──────── DATA PROVIDED
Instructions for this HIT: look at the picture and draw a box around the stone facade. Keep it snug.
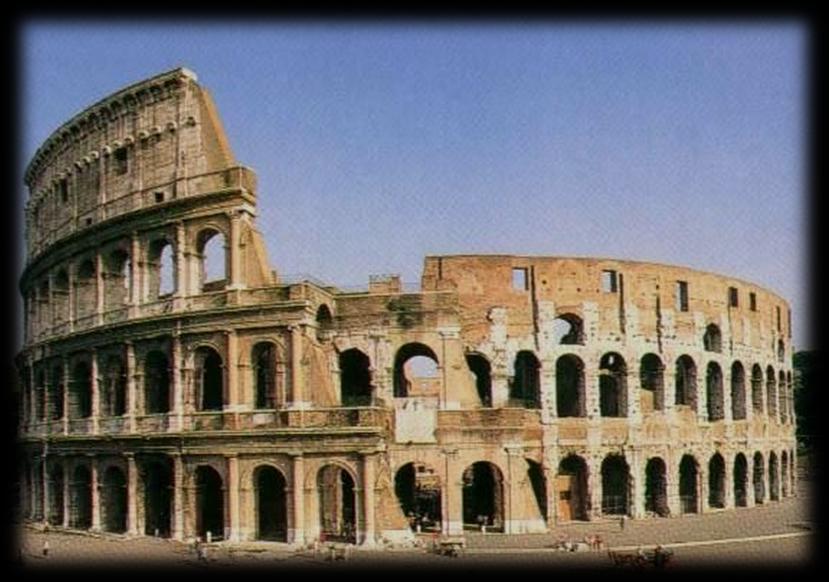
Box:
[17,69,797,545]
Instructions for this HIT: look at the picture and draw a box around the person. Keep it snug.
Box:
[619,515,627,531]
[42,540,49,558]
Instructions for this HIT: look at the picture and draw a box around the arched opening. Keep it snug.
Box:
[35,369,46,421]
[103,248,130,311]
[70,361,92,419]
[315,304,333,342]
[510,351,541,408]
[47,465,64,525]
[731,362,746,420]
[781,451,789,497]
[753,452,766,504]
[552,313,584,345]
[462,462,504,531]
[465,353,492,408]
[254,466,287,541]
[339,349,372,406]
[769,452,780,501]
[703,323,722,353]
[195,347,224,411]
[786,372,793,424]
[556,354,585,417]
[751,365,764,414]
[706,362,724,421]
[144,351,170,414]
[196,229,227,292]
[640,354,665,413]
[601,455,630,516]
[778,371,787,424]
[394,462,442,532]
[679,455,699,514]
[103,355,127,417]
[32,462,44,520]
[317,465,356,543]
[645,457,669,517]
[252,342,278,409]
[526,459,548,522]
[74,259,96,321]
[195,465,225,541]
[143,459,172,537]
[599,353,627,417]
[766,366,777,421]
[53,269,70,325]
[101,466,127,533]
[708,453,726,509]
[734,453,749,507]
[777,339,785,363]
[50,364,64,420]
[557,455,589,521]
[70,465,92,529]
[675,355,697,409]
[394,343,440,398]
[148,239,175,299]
────────────────
Reproduce each record above by retyping it exactly; omit all images.

▶ [ANSWER BELOW]:
Instructions for this HIT: look at the picture and draw a box around the stone facade. Keep it snug.
Box:
[17,69,797,545]
Instructions for this HIT: look at the picture and draw a box around the person. Keep it snug.
Box:
[619,515,627,531]
[42,540,49,558]
Instructions for this HIT: look at the picture and draw a box around the arched opening. Keep it snug.
Box:
[35,369,46,421]
[103,248,130,311]
[70,361,92,419]
[315,304,333,342]
[510,351,541,408]
[47,465,64,525]
[731,362,746,420]
[781,451,789,497]
[753,452,766,504]
[552,313,584,345]
[462,462,504,531]
[465,353,492,408]
[254,466,287,541]
[339,349,372,406]
[769,452,780,501]
[703,323,722,353]
[195,347,224,411]
[786,372,793,424]
[556,354,585,417]
[751,365,764,414]
[706,362,724,421]
[144,351,170,414]
[196,229,227,292]
[640,354,665,413]
[601,455,630,516]
[778,371,787,424]
[394,462,442,532]
[679,455,699,514]
[103,355,127,417]
[32,462,44,520]
[317,465,356,543]
[645,457,669,517]
[252,342,278,409]
[526,459,548,522]
[74,259,96,321]
[195,465,225,541]
[143,459,172,537]
[599,353,627,417]
[766,366,777,421]
[53,269,70,325]
[101,466,127,533]
[708,453,726,509]
[734,453,749,507]
[777,339,785,363]
[50,364,64,420]
[557,455,589,521]
[70,465,92,529]
[675,355,697,409]
[394,343,440,398]
[148,239,175,299]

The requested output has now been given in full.